▸ **DIRECTIONS**:
Each record below must be returned exactly as shown.
***** DATA SHOWN
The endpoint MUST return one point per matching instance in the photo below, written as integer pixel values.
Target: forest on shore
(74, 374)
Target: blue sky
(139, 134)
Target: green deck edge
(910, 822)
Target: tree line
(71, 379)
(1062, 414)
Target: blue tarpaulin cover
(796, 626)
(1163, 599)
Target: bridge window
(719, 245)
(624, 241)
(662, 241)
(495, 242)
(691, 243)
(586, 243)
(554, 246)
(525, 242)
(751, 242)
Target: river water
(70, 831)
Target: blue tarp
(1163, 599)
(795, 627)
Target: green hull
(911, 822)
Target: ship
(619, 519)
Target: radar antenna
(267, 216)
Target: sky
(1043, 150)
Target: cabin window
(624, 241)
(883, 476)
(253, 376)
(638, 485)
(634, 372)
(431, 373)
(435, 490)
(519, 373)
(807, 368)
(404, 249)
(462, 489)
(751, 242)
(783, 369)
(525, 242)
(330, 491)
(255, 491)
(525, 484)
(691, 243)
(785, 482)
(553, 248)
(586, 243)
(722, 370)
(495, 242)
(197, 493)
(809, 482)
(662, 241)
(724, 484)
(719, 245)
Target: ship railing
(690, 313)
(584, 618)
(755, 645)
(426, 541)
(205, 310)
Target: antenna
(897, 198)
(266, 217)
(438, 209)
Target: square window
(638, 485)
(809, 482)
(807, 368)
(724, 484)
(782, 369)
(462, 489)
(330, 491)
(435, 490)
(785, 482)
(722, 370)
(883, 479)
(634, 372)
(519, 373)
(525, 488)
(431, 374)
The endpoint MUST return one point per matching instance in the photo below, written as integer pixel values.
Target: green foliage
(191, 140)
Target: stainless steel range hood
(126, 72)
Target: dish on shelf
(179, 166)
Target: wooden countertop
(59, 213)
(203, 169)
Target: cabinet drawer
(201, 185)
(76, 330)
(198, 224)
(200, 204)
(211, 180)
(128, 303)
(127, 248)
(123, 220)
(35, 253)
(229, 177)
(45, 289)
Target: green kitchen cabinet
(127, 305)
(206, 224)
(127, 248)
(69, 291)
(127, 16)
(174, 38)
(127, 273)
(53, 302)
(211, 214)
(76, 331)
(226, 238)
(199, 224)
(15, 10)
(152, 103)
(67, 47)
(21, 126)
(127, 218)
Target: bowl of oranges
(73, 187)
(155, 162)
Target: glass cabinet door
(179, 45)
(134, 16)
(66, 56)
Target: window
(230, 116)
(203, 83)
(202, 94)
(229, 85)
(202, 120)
**********
▸ **RESPONSE BOX**:
The endpoint MUST return one point per matching instance in the photo below, written as integer pixel values.
Target: forest on shore
(74, 374)
Target: blue sky
(139, 134)
Target: green deck edge
(910, 822)
Target: tree line
(71, 379)
(1062, 414)
Target: blue tarpaulin cover
(796, 626)
(1163, 599)
Target: bridge window
(719, 245)
(624, 241)
(662, 241)
(495, 242)
(691, 243)
(586, 243)
(554, 246)
(525, 242)
(751, 242)
Target: river water
(70, 831)
Target: blue tarp
(1163, 599)
(795, 627)
Target: green hull
(911, 822)
Target: ship
(619, 519)
Target: radar antenna
(267, 216)
Target: sky
(1043, 150)
Target: cabin window
(624, 241)
(883, 476)
(253, 376)
(638, 485)
(634, 372)
(431, 373)
(435, 490)
(519, 373)
(807, 368)
(404, 249)
(462, 489)
(751, 242)
(783, 369)
(525, 242)
(330, 491)
(255, 491)
(525, 484)
(691, 243)
(785, 482)
(553, 248)
(586, 243)
(722, 370)
(495, 242)
(197, 493)
(809, 482)
(662, 241)
(724, 484)
(719, 245)
Target: ship railing
(690, 313)
(584, 618)
(755, 645)
(426, 541)
(205, 310)
Target: antenna
(897, 198)
(266, 217)
(438, 209)
Target: square window
(638, 485)
(809, 482)
(807, 368)
(724, 484)
(782, 369)
(462, 489)
(330, 491)
(435, 490)
(785, 482)
(722, 370)
(883, 479)
(634, 372)
(519, 373)
(525, 488)
(431, 374)
The endpoint MUST return one point per matching instance in the photo below, written as integer pixel values.
Target: green foliage
(191, 140)
Target: stainless steel range hood
(126, 72)
Target: dish on shelf
(179, 166)
Target: wooden countertop
(59, 213)
(203, 169)
Target: cabinet drawer
(201, 185)
(76, 330)
(198, 224)
(200, 204)
(211, 180)
(128, 303)
(127, 248)
(123, 220)
(35, 253)
(229, 177)
(45, 289)
Target: green kitchen cabinet
(127, 305)
(206, 224)
(127, 248)
(69, 291)
(127, 16)
(174, 38)
(127, 273)
(53, 302)
(211, 214)
(76, 331)
(226, 238)
(199, 224)
(15, 10)
(152, 103)
(67, 47)
(21, 126)
(127, 218)
Target: bowl of oranges
(73, 187)
(155, 162)
Target: glass cabinet door
(179, 45)
(134, 16)
(66, 56)
Target: window
(230, 116)
(203, 83)
(202, 94)
(229, 85)
(202, 120)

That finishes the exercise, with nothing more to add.